_GIVEN DATA_:
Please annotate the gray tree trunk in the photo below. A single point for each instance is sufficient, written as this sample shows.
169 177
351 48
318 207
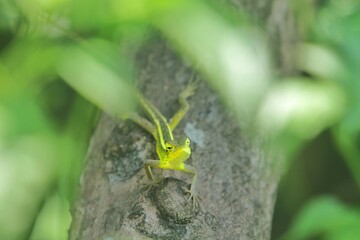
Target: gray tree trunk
237 181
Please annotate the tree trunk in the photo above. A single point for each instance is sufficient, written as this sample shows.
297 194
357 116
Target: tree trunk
237 182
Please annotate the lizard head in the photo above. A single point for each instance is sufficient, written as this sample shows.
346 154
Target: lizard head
178 151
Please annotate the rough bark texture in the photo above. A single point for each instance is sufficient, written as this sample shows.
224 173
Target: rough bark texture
237 182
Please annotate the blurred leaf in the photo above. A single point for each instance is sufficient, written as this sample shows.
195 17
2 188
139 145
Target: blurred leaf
29 157
328 218
297 110
96 82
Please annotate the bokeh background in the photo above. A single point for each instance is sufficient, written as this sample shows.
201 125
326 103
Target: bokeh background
63 61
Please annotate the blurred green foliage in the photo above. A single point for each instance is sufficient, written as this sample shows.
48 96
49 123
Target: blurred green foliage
89 45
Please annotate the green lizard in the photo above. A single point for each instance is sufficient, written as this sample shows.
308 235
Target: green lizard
172 152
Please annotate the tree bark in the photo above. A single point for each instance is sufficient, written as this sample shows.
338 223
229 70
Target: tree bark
237 182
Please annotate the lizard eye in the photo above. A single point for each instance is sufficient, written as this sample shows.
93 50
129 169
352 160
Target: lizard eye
169 148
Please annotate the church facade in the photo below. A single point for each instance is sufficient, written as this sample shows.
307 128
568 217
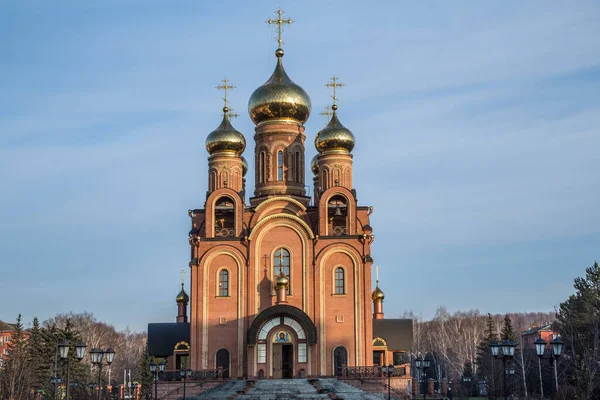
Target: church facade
281 284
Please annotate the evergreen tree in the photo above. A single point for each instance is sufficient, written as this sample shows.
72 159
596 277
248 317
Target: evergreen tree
508 332
579 324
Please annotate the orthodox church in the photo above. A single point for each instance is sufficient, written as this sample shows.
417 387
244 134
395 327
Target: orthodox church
281 284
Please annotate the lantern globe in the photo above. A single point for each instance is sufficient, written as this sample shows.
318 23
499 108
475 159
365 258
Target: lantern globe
495 347
557 346
110 355
63 349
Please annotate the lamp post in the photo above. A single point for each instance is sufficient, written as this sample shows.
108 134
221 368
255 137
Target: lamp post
507 349
423 364
184 374
555 352
467 382
161 368
63 350
97 355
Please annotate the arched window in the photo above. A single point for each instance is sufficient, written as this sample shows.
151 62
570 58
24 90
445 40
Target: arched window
297 167
281 263
280 165
261 167
339 280
337 210
224 217
224 283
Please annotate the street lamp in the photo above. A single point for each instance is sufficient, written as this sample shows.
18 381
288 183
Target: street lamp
161 368
63 351
184 374
97 355
556 351
507 349
423 364
467 382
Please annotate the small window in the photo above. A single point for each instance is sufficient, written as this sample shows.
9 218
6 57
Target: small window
224 283
282 263
339 280
262 353
280 165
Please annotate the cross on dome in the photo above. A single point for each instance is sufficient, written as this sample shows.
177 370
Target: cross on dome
279 22
224 87
335 83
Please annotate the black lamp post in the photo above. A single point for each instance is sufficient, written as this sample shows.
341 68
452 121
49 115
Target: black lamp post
389 370
161 368
467 382
556 351
423 364
63 351
184 374
97 355
507 349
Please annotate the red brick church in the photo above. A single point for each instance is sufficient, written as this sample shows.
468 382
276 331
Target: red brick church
281 283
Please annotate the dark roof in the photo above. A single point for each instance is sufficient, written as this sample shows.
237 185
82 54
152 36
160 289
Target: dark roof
396 332
6 327
163 337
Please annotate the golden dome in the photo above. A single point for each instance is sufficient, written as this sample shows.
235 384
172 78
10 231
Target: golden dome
314 164
225 138
182 297
334 136
244 166
282 281
377 294
279 98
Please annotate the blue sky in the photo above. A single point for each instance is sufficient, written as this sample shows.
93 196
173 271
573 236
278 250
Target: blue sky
477 127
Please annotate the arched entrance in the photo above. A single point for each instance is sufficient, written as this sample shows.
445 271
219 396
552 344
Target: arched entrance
280 337
340 359
223 361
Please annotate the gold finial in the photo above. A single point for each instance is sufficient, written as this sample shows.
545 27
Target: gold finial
327 113
279 22
224 87
335 83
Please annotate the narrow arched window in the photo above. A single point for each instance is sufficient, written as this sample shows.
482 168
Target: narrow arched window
339 280
261 167
281 263
224 283
280 165
297 167
224 217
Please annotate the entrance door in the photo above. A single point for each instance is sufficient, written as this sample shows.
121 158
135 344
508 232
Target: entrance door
277 361
287 361
223 361
340 359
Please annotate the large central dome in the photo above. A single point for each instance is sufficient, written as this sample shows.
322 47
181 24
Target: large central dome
279 98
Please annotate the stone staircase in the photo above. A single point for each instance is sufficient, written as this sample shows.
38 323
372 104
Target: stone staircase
287 389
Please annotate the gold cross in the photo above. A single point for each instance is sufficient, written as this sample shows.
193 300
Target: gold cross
231 114
224 87
279 21
327 113
335 83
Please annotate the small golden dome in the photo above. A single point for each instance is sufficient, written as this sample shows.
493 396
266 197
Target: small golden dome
225 138
377 294
182 297
279 98
314 164
244 166
282 281
334 136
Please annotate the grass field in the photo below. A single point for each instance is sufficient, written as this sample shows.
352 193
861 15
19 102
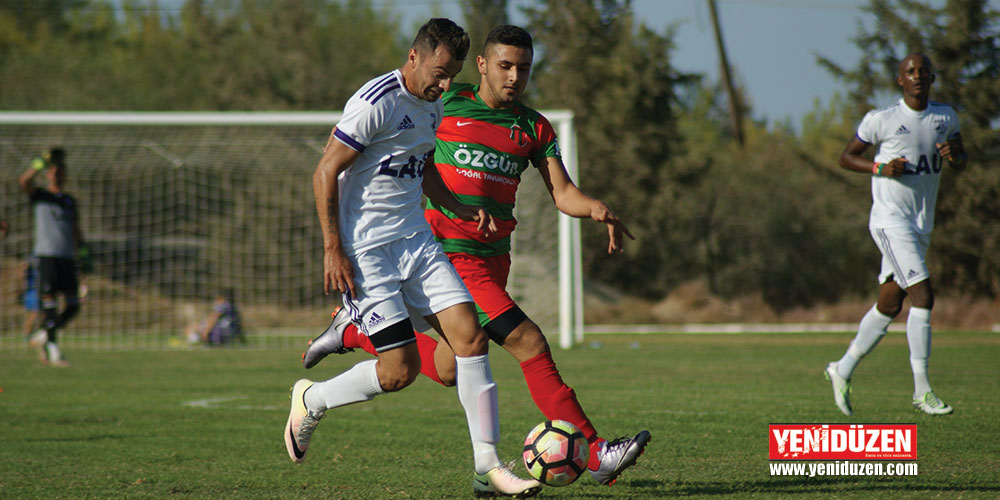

_WHAT YOU ARE ASKED TO DO_:
Please count the lines in the listing above that contain the string "below", matching case exactly, and give only the number.

_SOLUTION_:
3